Entre as diferentes nomenclaturas de ovos, o selo de orgânico é o único regulamentado por lei até o momento. Ele prevê que as galinhas sejam alimentadas com insumos sem agrotóxicos ou ingredientes transgênicos, além de não receber medicamentos de forma indiscriminada. A produção de alimentos orgânicos no Brasil é fiscalizada e certificada pelo Ministério da Agricultura, Pecuária e Abastecimento.

Já produção de ovos caipiras no Brasil segue uma norma técnica de 2016, segundo a qual a galinha deve ser solta no galpão, ter acesso ao piquete (área destinada à postura de ovos) e receber preferencialmente ração de origem vegetal. Embora o consumidor associe o ovo de casca vermelha e tamanho menor à categoria, isso não é suficiente para dizer se o produto é caipira ou não.

A recomendação de Arantes é ficar de olho na embalagem. "Quando não existe informação nenhuma, não tem o selo de orgânico nem outros complementos, significa que provavelmente são ovos de galinhas criadas em gaiolas, naquele modelo intensivo de produção", alerta.

'Não é só soltar a galinha'

Mesmo sem ter uma lei que regule ou exija a criação de galinhas livres de gaiola, a produção de ovos nesse sistema alternativo vem crescendo no país e é avaliada por entidades privadas.
·····
_PERGUNTAS PARA RESPONDER_:
(1) Segundo o trecho sobre ovos, qual órgão fiscaliza e certifica a produção de alimentos orgânicos no Brasil?
(2) Com base no trecho sobre ovos, explique por que Arantes recomenda ficar de olho na embalagem.
(3) Prossiga com o trecho sobre ovos a partir da última frase apresentada.
·····
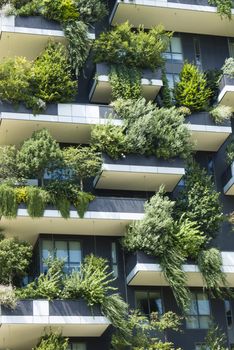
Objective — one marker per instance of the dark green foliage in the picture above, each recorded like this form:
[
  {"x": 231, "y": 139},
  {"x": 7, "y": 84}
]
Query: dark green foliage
[
  {"x": 51, "y": 75},
  {"x": 15, "y": 257},
  {"x": 52, "y": 341},
  {"x": 125, "y": 82},
  {"x": 224, "y": 7},
  {"x": 199, "y": 201},
  {"x": 192, "y": 90},
  {"x": 38, "y": 153},
  {"x": 138, "y": 49},
  {"x": 165, "y": 91},
  {"x": 8, "y": 201},
  {"x": 210, "y": 264}
]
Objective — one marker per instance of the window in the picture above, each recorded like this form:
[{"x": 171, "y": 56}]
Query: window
[
  {"x": 68, "y": 251},
  {"x": 148, "y": 302},
  {"x": 76, "y": 346},
  {"x": 231, "y": 47},
  {"x": 228, "y": 312},
  {"x": 174, "y": 50},
  {"x": 199, "y": 312},
  {"x": 197, "y": 50},
  {"x": 114, "y": 259}
]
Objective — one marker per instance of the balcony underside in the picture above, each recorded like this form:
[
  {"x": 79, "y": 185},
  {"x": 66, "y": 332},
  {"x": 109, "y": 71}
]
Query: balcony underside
[
  {"x": 101, "y": 89},
  {"x": 24, "y": 332},
  {"x": 94, "y": 223},
  {"x": 226, "y": 96},
  {"x": 138, "y": 178},
  {"x": 175, "y": 17},
  {"x": 208, "y": 138}
]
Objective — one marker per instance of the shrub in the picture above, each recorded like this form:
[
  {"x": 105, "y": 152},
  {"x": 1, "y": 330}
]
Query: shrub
[
  {"x": 192, "y": 91},
  {"x": 125, "y": 82},
  {"x": 139, "y": 49},
  {"x": 38, "y": 153},
  {"x": 15, "y": 257},
  {"x": 228, "y": 67},
  {"x": 221, "y": 113},
  {"x": 199, "y": 201},
  {"x": 109, "y": 139},
  {"x": 230, "y": 153},
  {"x": 52, "y": 341},
  {"x": 51, "y": 75}
]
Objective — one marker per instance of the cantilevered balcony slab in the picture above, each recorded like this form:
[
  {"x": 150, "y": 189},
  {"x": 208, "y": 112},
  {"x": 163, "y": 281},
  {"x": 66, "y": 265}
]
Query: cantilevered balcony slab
[
  {"x": 28, "y": 36},
  {"x": 205, "y": 134},
  {"x": 143, "y": 270},
  {"x": 228, "y": 180},
  {"x": 68, "y": 123},
  {"x": 100, "y": 92},
  {"x": 139, "y": 173},
  {"x": 106, "y": 216},
  {"x": 22, "y": 328},
  {"x": 226, "y": 95},
  {"x": 189, "y": 16}
]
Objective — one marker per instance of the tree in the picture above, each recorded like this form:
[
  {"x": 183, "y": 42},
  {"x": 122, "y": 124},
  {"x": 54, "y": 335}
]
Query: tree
[
  {"x": 192, "y": 90},
  {"x": 83, "y": 162},
  {"x": 38, "y": 153},
  {"x": 15, "y": 257},
  {"x": 199, "y": 201}
]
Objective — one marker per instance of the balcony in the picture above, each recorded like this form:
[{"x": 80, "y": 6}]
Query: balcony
[
  {"x": 105, "y": 216},
  {"x": 100, "y": 91},
  {"x": 22, "y": 328},
  {"x": 139, "y": 173},
  {"x": 144, "y": 270},
  {"x": 228, "y": 180},
  {"x": 28, "y": 36},
  {"x": 205, "y": 134},
  {"x": 226, "y": 95},
  {"x": 68, "y": 123},
  {"x": 189, "y": 16}
]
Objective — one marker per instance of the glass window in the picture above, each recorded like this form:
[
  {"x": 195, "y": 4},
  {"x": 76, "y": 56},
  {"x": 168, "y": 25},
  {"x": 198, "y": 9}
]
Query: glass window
[
  {"x": 68, "y": 251},
  {"x": 231, "y": 47},
  {"x": 76, "y": 346},
  {"x": 199, "y": 312},
  {"x": 174, "y": 50},
  {"x": 228, "y": 311},
  {"x": 114, "y": 259},
  {"x": 148, "y": 302}
]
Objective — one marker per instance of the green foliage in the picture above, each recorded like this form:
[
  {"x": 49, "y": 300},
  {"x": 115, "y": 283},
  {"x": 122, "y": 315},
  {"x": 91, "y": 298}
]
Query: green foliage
[
  {"x": 138, "y": 49},
  {"x": 8, "y": 166},
  {"x": 221, "y": 113},
  {"x": 192, "y": 90},
  {"x": 83, "y": 162},
  {"x": 165, "y": 91},
  {"x": 230, "y": 153},
  {"x": 224, "y": 9},
  {"x": 228, "y": 67},
  {"x": 109, "y": 139},
  {"x": 52, "y": 341},
  {"x": 140, "y": 329},
  {"x": 8, "y": 201},
  {"x": 38, "y": 153},
  {"x": 92, "y": 282},
  {"x": 51, "y": 75},
  {"x": 125, "y": 82},
  {"x": 15, "y": 257},
  {"x": 60, "y": 10},
  {"x": 215, "y": 339},
  {"x": 46, "y": 286},
  {"x": 37, "y": 199},
  {"x": 199, "y": 201},
  {"x": 78, "y": 44},
  {"x": 210, "y": 264}
]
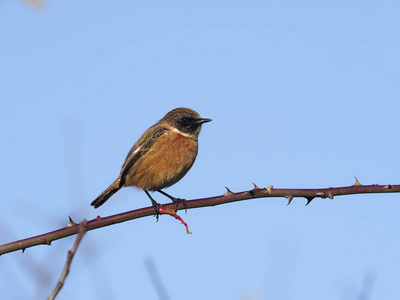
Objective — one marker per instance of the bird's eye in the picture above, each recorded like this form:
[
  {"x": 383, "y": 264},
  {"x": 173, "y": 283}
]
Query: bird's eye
[{"x": 184, "y": 120}]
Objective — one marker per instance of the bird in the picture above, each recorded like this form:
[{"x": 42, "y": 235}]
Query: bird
[{"x": 161, "y": 157}]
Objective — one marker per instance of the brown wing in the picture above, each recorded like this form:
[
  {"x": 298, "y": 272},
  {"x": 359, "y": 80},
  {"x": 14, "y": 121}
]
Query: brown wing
[{"x": 143, "y": 144}]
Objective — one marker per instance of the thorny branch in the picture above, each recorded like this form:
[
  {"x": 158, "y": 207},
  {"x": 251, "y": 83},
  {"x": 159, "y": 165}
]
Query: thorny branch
[
  {"x": 256, "y": 192},
  {"x": 71, "y": 253}
]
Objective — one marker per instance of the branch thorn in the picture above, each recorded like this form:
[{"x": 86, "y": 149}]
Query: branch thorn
[
  {"x": 228, "y": 192},
  {"x": 290, "y": 198},
  {"x": 357, "y": 182},
  {"x": 309, "y": 199},
  {"x": 71, "y": 222}
]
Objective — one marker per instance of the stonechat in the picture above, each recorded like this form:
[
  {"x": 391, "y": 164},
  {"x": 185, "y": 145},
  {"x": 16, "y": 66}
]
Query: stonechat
[{"x": 161, "y": 157}]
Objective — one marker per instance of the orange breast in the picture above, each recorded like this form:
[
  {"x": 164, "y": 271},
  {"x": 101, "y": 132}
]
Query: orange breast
[{"x": 167, "y": 161}]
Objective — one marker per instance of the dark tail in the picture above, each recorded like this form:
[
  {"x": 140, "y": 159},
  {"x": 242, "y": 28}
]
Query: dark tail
[{"x": 104, "y": 196}]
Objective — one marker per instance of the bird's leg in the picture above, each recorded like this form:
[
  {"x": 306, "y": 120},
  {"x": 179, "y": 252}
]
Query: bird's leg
[
  {"x": 175, "y": 200},
  {"x": 155, "y": 205}
]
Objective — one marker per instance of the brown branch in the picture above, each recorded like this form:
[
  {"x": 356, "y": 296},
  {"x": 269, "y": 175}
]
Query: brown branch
[
  {"x": 309, "y": 194},
  {"x": 71, "y": 253}
]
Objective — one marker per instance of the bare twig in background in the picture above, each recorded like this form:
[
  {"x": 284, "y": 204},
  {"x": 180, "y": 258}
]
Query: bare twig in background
[
  {"x": 71, "y": 253},
  {"x": 309, "y": 194}
]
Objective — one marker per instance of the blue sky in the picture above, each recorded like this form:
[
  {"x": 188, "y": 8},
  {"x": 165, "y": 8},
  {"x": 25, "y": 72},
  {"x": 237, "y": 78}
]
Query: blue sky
[{"x": 301, "y": 96}]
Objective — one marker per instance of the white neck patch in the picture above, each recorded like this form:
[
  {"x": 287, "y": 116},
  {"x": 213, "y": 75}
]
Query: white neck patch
[{"x": 182, "y": 133}]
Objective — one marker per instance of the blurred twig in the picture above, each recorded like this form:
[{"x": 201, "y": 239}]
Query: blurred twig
[
  {"x": 309, "y": 194},
  {"x": 71, "y": 253}
]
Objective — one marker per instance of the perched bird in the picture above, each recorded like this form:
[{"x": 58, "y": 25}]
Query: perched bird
[{"x": 161, "y": 157}]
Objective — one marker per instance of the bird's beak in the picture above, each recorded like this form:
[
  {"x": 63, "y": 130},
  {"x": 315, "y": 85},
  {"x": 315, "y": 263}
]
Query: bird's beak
[{"x": 201, "y": 121}]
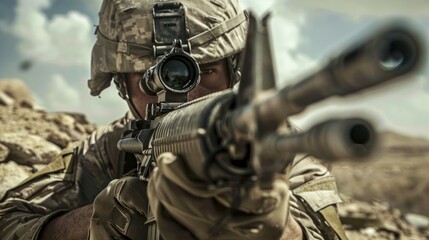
·····
_RESPOSTAS POR TAREFA_:
(1) O Ministério da Agricultura, Pecuária e Abastecimento.

(2) Uma embalagem sem nenhuma informação, sem o selo de orgânico e sem outros complementos indica que os ovos provavelmente vêm de galinhas criadas em gaiolas, no modelo intensivo de produção.

(3)
No Brasil, um dos pioneiros a fazer isso foi o Instituto Certified Humane, representante brasileiro de uma organização que busca melhorar a vida de criações de animais em diferentes países.
Em relação à produção de ovos, a primeira empresa a receber o selo de bem-estar animal do instituto foi a Korin, em 2010. Hoje, o instituto já certificou cerca de 120 granjas de diferentes tamanhos, que contam com 3,8 milhões de aves.

Para o diretor do Instituto Certified Humane, Luiz Mazzon, a falta de definição jurídica torna vaga a classificação como "livre de gaiola". Na norma do instituto, a criação fora de gaiolas é um requisito básico, mas inclui uma série de outros requisitos que garantem um ambiente de bem-estar. "Não é só soltar a galinha", diz.

O selo também controla as informações colocadas na embalagem do ovo, incluindo imagens: para ser certificada, uma granja que não cria galinhas ao ar livre, por exemplo, não pode usar a foto de uma galinha ciscando na grama.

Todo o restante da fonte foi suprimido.